Reading passage
- Born: 23 September 1961 (age 64) Budapest, Hungary
- Citizenship: Hungarian
- Occupation: academic

Academic background
- Education: Eötvös Loránd University
- Alma mater: University of Veterinary Medicine Budapest Budapest University of Technology and Economics Eötvös Loránd University

Academic work
- Discipline: Immunology
- Institutions: Eötvös Loránd University

= Imre Kacskovics =

Hungarian immunologist

Imre Kacskovics (23 September 1961, Budapest) is a Hungarian immunologist and the current dean of the Faculty of Science of the Eötvös Loránd University.

== Life ==

He was born in 1961 in Budapest and he has been married with 3 children.

== Teaching career ==

He obtained a degree in veterinary in 1987 from the University of Veterinary Medicine Budapest. In 1991, he obtained a degree in nuclear technology and radiation from the Budapest University of Technology and Economics. In 1998, he obtained a Doctor of Philosophy from the University of Veterinary Medicine Budapest. His thesis was entitled The examination of the VH and CH immunoglobin genes of the pigs (in Hungarian: A sertés VH és CH immunglobulin génjeinek vizsgálata).

In 1999, he was a Visiting scholar at the Brandeis University, Massachusetts, United States.

In 2019, he was appointed as the Dean of the ELTE Faculty of Science.

== Research ==
During the COVID-19 pandemic in Hungary, he worked as a consultant for Hungarian prime minister Viktor Orbán. He was interviewed several times during the pandemic. In 2020, he was interviewed by Politico.

Tasks
1. Translate this sentence from the biography of Imre Kacskovics into Spanish: "In 1999, he was a Visiting scholar at the Brandeis University, Massachusetts, United States."
2. Pick up the biography of Imre Kacskovics after its final sentence, the one about the Politico interview, and carry it on.

Information shown
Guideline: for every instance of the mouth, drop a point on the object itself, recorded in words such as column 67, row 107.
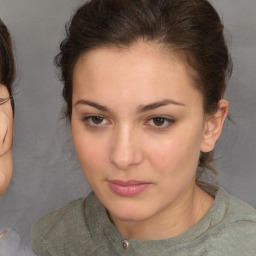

Responses to the exercise
1. En 1999, fue investigador visitante en la Universidad Brandeis, Massachusetts, Estados Unidos.

2.
He was appointed as the Head of the Drug Development Consortium working under the auspices of the Ministry of Innovation and Technology. In October 2021, he said that the Hungarian COVID drug might be tested on animals in 2023.

On 13 September 2022, he delivered a speech at the MLE Citizen Science working group meeting in Budapest.

== Awards ==

- Bolyai János Research Fellowship from the Hungarian Academy of Sciences (1998),
- Széchenyi István Research Fellowship from the Ministry of Education of the Republic of Hungary (2001),
- Golden Medal of Szent István University (2006)
- "Innovative Researcher of the year 2010" from the Eötvös Loránd University

== Works ==

B Dudok, L Barna, M Ledri, SI Szabó, E Szabadits, B Pintér (2015). Cell-specific STORM super-resolution imaging reveals nanoscale organization of cannabinoid signaling. Nature neuroscience, 18(1), 75–86.

C Fekete, B Gereben, M Doleschall, JW Harney, JM Dora, AC Bianco (2004). Lipopolysaccharide induces type 2 iodothyronine deiodinase in the mediobasal hypothalamus: implications for the nonthyroidal illness syndrome. Endocrinology, 145(4), 1649–1655.